DIRECTION 1
Swap "statue" for "sculpture" in the listing, from the line containing "Target: statue head" through the line containing "[[[221,46],[216,48],[214,52],[216,54],[222,54],[222,48]]]", leaving everything else unchanged, and give back only those lines.

TEXT
▬▬▬

Wednesday, May 11, 2011

letter for a stranger

This might came as a surprise to you, but I like you .

Trust me when I say that I never intended for this to happen. It sort of just sprung right at me. You're one of my closest friends and I feel that we can tell each other anything, yet by telling you this small detail i feel that I am making the biggest mistake of my life.

I recently discovered that I might like you more than a friend. I start to fret about the tiniest things I do around you, or with, and make things awkward for myself, especially if we were messaging each other for most of the night before.

I feel as though this is going to be my worst mistake. Ruining a great friendship for something I think I feel. One night I sat and thought of you, your qualities and your beliefs. And came to a realisation that your like the perfect person I would like to, one day, end up with. You are driven by your goals and aspirations, you would to anything to help another, you are focused on what you want to achieve, you are religious and not afraid to express your oppinion.and most of all you always make me laugh!

there will be days that I do not get to see you, and I find myself missing you like crazy. I would sit for more than 10 minutes deciding on whether to sms you or not, and eventually I'll flake out on the idea. I would find myself on your facebook wall for no reason, just to feel somewhat close to you. I would go out of my way just to hear your jokes or speak to you for even 5 minutes.

Crazy thing that love does to you. Now my worst fear is that you don't feel the same...

Tuesday, May 10, 2011

just letting go...

Being hard on yourself wont help anyone.

You are so used to being excellent at everything you do. Meticulous. Perfectionist. The moment something falls out of place, you freak out; stress and think that it is the end of the world. Well you're wrong. Those obstacles in life that make you fall out of place are put there for a reason. The logic behind the reason is that you pick yourself up again, let it go and start fresh.

Of course at the beginning you will feel shattered. You will cry into your pillow for most of that night and you will probably start doubting the path that you're currently on. You will feel embarrassed to face the world the next day. But the only way to overcome this, is that you pick yourself up and walk with your head held high; because believe me, the ones staring at you the next day have all been there once before.

So you win some and you lose some. But never give up on what you will become.

Friday, April 29, 2011

Expecting the unexpected..

A friend once told me: "What might seem as nothing to you, looks like much more to everyone watching you."

▬▬▬

DIRECTION 2
Translate this sentence from the blog entries into French: "You will feel embarrassed to face the world the next day."

▬▬▬

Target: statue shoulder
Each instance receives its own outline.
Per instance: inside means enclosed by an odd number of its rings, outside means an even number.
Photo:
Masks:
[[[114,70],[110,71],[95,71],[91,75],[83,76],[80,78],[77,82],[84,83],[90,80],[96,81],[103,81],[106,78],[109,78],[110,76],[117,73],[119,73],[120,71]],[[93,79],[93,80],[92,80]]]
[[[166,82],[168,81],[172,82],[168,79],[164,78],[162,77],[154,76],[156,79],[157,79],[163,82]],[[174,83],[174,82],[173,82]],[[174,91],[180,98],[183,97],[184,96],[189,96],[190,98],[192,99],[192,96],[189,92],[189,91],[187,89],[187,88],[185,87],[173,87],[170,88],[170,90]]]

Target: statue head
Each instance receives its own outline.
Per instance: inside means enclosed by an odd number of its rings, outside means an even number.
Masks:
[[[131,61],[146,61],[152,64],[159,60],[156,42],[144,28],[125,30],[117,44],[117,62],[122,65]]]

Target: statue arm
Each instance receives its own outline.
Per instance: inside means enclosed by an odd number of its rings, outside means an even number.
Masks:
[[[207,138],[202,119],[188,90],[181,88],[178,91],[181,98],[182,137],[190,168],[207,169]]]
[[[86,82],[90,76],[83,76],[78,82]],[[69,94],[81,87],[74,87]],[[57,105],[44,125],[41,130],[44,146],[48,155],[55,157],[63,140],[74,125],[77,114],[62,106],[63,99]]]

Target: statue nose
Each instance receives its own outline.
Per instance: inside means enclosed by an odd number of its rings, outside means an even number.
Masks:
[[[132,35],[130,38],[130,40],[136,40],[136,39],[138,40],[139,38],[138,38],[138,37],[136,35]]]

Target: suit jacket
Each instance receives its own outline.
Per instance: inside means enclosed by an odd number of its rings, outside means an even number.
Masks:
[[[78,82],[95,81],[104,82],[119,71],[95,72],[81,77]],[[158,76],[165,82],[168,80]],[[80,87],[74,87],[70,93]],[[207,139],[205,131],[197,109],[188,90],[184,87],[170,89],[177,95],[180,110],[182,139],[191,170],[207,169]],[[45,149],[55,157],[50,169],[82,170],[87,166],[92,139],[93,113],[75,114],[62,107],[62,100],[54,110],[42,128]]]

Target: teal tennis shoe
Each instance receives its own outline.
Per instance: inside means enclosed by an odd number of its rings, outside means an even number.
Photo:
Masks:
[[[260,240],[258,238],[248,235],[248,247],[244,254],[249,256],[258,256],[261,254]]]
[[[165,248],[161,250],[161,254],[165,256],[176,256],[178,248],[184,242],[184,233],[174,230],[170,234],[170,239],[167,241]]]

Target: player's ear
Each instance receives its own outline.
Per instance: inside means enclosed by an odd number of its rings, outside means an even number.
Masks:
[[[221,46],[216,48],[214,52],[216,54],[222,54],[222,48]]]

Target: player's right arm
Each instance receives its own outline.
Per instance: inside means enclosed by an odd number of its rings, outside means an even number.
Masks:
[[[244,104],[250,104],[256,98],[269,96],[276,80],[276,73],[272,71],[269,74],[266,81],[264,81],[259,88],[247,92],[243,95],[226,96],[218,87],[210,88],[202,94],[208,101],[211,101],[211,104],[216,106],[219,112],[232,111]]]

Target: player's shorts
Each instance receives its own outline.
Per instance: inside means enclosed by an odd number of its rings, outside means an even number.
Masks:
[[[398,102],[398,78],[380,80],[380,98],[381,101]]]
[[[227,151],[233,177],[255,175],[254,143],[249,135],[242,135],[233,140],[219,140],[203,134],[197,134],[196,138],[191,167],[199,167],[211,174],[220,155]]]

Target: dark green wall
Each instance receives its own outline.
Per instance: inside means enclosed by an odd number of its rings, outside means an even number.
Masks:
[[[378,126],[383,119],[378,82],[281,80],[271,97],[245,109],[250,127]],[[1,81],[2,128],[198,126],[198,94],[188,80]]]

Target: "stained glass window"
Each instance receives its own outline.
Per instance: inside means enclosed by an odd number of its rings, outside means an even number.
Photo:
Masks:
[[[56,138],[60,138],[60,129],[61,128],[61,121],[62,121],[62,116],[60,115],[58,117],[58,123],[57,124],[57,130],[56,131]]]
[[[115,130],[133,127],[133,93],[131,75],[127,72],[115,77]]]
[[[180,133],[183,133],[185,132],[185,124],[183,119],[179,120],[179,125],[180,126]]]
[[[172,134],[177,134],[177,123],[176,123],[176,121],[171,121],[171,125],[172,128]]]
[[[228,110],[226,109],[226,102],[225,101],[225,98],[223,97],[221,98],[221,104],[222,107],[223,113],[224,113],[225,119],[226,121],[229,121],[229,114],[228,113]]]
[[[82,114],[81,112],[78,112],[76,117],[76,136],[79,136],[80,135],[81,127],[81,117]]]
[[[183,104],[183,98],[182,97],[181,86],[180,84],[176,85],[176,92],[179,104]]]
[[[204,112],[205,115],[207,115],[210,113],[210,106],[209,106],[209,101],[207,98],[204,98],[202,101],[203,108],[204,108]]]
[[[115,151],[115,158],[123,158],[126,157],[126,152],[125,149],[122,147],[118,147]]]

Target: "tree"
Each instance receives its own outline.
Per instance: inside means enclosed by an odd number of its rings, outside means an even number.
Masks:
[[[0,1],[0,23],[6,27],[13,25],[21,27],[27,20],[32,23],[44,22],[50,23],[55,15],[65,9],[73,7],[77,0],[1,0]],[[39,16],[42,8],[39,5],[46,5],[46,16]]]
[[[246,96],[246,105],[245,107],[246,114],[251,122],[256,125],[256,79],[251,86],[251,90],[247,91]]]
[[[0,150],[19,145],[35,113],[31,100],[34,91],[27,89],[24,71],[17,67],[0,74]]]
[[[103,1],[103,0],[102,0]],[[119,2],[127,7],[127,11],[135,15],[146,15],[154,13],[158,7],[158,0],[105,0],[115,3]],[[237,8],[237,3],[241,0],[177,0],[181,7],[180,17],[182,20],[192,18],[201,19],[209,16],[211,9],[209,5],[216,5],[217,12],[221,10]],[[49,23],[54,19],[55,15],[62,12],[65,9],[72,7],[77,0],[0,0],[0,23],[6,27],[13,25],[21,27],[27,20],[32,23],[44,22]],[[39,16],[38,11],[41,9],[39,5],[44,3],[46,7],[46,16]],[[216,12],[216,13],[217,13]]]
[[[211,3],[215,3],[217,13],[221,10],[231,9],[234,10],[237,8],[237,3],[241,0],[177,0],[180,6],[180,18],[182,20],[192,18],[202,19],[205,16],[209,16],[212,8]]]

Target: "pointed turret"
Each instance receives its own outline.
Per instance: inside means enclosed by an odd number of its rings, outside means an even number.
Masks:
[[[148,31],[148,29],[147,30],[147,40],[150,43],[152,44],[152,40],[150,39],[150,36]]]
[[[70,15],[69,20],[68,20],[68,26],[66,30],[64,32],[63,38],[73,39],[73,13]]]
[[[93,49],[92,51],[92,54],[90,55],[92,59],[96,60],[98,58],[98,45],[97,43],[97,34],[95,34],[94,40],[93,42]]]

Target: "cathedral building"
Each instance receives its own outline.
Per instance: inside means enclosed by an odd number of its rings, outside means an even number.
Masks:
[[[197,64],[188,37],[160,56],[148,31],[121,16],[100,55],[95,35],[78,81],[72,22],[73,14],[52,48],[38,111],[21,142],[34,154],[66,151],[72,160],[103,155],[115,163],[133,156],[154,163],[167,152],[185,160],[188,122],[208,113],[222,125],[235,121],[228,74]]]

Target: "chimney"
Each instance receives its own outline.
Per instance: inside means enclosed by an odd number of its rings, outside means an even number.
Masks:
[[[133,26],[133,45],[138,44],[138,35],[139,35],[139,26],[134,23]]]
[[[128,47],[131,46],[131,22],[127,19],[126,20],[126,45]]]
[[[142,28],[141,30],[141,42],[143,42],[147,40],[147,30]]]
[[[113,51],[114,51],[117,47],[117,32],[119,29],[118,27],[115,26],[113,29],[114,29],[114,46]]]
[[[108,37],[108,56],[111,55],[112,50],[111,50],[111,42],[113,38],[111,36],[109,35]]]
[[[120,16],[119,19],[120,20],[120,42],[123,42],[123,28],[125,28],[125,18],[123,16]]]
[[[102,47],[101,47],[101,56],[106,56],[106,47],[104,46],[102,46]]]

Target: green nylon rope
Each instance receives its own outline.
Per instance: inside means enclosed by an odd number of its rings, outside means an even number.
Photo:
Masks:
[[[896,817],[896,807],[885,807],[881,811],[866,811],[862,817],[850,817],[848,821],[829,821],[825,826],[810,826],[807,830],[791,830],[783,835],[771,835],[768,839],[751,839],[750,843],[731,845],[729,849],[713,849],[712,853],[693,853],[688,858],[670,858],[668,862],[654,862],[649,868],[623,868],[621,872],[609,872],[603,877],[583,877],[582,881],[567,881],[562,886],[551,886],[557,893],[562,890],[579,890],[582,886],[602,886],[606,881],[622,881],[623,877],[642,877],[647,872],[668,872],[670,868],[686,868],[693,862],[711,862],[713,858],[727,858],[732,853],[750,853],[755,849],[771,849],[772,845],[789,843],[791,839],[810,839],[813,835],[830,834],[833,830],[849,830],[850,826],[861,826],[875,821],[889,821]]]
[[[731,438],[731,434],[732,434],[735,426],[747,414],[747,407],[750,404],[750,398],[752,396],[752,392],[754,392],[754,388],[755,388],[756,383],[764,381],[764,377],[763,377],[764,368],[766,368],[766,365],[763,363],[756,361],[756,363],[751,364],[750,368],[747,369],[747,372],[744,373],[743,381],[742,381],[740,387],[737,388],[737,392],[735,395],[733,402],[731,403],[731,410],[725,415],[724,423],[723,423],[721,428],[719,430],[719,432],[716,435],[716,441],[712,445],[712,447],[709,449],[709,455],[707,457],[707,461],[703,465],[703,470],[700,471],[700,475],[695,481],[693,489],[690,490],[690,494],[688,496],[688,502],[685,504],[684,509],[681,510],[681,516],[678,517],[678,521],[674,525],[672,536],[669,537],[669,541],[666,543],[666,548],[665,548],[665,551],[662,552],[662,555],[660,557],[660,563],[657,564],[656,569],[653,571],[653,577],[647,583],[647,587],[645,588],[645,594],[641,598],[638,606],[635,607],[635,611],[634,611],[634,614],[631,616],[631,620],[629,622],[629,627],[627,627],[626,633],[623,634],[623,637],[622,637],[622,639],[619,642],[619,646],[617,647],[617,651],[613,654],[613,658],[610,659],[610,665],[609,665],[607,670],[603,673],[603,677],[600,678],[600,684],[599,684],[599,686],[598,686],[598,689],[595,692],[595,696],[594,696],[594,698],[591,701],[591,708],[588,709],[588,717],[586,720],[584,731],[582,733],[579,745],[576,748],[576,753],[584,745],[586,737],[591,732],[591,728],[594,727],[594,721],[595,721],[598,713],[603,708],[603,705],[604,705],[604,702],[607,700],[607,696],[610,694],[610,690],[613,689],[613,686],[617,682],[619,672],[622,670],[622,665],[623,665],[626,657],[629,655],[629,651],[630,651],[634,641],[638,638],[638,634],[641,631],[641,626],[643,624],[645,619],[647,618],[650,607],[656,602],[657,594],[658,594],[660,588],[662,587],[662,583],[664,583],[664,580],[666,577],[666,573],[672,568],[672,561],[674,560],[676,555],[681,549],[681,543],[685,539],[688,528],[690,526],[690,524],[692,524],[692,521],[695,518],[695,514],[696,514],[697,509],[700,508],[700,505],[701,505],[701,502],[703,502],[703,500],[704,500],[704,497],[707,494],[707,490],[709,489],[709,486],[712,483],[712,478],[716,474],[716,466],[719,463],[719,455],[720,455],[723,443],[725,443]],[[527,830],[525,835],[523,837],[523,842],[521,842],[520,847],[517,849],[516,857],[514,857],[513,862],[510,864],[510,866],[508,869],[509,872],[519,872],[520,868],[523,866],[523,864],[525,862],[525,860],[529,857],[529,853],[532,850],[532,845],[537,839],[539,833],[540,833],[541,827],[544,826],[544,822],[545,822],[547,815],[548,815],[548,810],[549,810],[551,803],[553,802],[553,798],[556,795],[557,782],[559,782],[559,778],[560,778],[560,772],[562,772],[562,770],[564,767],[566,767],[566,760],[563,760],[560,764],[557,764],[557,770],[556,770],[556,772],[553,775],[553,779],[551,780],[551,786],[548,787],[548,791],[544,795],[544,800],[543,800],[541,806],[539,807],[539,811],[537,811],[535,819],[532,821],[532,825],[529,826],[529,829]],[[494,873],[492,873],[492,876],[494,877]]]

▬▬▬

FULL RESPONSE 1
Target: sculpture head
Each instance receives its own outline.
Per instance: inside means enclosed by an odd number of its rings, outside means an even number.
Masks:
[[[131,61],[146,61],[152,64],[159,60],[156,42],[144,28],[125,30],[117,44],[117,62],[122,65]]]

Target: sculpture arm
Each instance receives its own outline.
Per instance: inside means enclosed by an odd number of its rings, outside means an even number.
Masks:
[[[207,138],[202,119],[188,90],[181,88],[178,91],[181,98],[182,137],[190,168],[207,169]]]
[[[86,82],[90,76],[83,76],[78,82]],[[69,94],[81,87],[74,87]],[[57,105],[44,125],[41,130],[44,146],[48,155],[55,157],[63,140],[74,125],[77,114],[62,106],[63,99]]]

Target: sculpture nose
Each instance receives its own outline.
Per instance: inside means enclosed by an odd number of its rings, outside means an even number.
Masks:
[[[132,35],[130,38],[130,40],[136,40],[136,39],[138,40],[139,38],[138,38],[138,37],[136,35]]]

Target: suit jacket
Each instance receives its own outline.
Per instance: inside means enclosed by an odd number of its rings, outside means an even number.
Masks:
[[[78,82],[95,81],[104,82],[119,71],[95,72],[81,77]],[[158,76],[165,82],[168,80]],[[80,87],[74,87],[70,93]],[[207,139],[205,131],[197,109],[188,90],[184,87],[170,89],[177,95],[180,110],[182,139],[191,170],[207,169]],[[45,149],[55,157],[50,169],[82,170],[87,166],[92,139],[93,113],[75,114],[62,107],[62,100],[54,110],[42,128]]]

Target: teal tennis shoe
Each instance receives its own outline.
Per instance: inside means enclosed by an odd number of its rings, outside means an even number.
Photo:
Masks:
[[[260,240],[258,238],[248,235],[248,247],[244,254],[249,256],[258,256],[261,254]]]
[[[165,248],[161,250],[161,254],[165,256],[176,256],[178,248],[184,242],[184,233],[174,230],[170,234],[170,239],[167,241]]]

Target: player's ear
Each instance receives its own outline.
Per instance: inside means enclosed by an odd number of its rings, outside means an even number.
Masks:
[[[221,46],[216,48],[214,52],[216,54],[222,54],[222,48]]]

FULL RESPONSE 2
Tu auras honte d'affronter le monde le lendemain.